### Set exercise 1
List every proper name of a person or company that appears in the court excerpt on workers' compensation immunity.
### Set exercise 2
Answer these questions about the court excerpt on workers' compensation immunity:
(a) Which two roles does the unidentified driver not hold in relation to Mr. Ward?
(b) Where is Acuity's "derives" argument cited?
(c) What is Mr. Ward alleging, and against whom?
### Set exercise 3
Continue the court excerpt on workers' compensation immunity from its last sentence.

### Document section
>> Start

The unidentified driver in our case wasn't Mr. Ward's employer or a co-employee, so the driver had no immunity under the workers' compensation statute. In the absence of immunity, the workers' compensation statute didn't affect the driver's liability to Mr. Ward.

Though the driver was a third party, Acuity insists that it "derives" immunity from the employer as the entity that had purchased the policy. Appellee's Resp. Br. at 12. This argument lacks support. Acuity and the employer entered into an insurance contract; they're not alter egos. See, e.g., Phila. Indem. Ins. Co. v. Morris, 990 S.W.2d 621, 625 (Ky. 1999) (rejecting an uninsured motorist carrier's argument that it was synonymous with the employer for purposes of liability under the workers' compensation statute because payment wouldn't affect the employer's "legal liability").

Acuity points to language in the statutes and the policy, which forbid an employee from recovering under the employer's policy for injuries caused by the employer or a co-employee. But here, Mr. Ward is alleging a tort by a third party rather than the employer or a co-employee.

>> End

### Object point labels
>> Start

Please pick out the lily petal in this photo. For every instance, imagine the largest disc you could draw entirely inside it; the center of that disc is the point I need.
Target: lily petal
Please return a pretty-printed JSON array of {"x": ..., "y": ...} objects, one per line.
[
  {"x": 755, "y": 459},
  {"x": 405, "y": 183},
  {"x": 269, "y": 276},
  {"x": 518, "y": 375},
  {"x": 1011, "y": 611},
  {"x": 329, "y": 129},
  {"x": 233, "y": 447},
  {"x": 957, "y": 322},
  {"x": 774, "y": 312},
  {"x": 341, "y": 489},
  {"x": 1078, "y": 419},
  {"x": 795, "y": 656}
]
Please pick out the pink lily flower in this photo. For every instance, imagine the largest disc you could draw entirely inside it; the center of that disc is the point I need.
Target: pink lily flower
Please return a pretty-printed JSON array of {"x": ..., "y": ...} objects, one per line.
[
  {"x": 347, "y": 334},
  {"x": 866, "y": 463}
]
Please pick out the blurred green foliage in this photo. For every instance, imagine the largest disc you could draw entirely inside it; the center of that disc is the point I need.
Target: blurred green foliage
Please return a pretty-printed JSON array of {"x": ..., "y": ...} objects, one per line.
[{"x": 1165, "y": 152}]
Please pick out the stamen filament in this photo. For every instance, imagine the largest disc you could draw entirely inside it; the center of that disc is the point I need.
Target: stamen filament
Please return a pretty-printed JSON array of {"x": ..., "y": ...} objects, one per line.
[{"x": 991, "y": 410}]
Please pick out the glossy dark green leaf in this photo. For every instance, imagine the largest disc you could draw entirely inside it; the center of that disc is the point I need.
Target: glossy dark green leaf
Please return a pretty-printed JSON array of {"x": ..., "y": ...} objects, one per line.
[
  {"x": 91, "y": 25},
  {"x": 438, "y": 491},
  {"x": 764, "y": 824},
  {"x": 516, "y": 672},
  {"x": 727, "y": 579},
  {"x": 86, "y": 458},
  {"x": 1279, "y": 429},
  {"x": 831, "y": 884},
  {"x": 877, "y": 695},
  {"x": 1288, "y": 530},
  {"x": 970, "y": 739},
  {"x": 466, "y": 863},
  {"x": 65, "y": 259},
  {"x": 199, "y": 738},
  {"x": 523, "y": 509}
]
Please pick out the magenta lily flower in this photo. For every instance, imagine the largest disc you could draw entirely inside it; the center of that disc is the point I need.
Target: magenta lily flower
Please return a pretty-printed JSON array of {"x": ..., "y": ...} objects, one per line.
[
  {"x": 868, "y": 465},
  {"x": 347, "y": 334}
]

>> End

### Written response 1
Mr. Ward
Acuity
Phila. Indem. Ins. Co.
Morris

### Written response 2
(a) The driver was not Mr. Ward's employer or a co-employee.
(b) Appellee's Resp. Br. at 12.
(c) He is alleging a tort by a third party rather than by the employer or a co-employee.

### Written response 3
This distinction matters. Under Colorado's workers' compensation statute, the employer and co-employees enjoy immunity from tort liability. See Ryser v. Shelter Mut. Ins. Co., 480 P.3d 1286, 1291 (Colo. 2021). So an employer or co-employee wouldn' t incur any obligation to pay damages to Mr. Ward. Here, though, Mr. Ward isn't alleging liability on the part of the employer or a co-employee; Mr. Ward is instead alleging liability against a third party. And Colorado's workers' compensation statute allows employees to recover from third parties. Colo. Rev. Stat. § 8-41-203(a)(1).

This statute provides:

If an employee entitled to compensation under [the Workers' Compensation Act] is injured or killed by the negligence or wrong of another not in the same employ, such injured employee . . . may take compensation under said articles and may also pursue a remedy against the other person to recover any damages in excess of the compensation available under said articles.
Colo. Rev. Stat. § 8-41-203(a)(1). Acuity acknowledges that "[the Workers' Compensation Act] does not preclude an injured employee from seeking [uninsured and underinsured] benefits from a third-party tortfeasor." Appellee's Resp. Br. at 1.

"[T]he exclusivity of remedy provision found in the Workers' Compensation Act does not apply to the world at large." Frazier v. St. Paul Ins. Co., 880 So.2d 406, 409 (Ala. 2003). So when the tortfeasor is a third party, courts elsewhere often recognize employees' rights to recover under their employers' policies for uninsured motorist benefits.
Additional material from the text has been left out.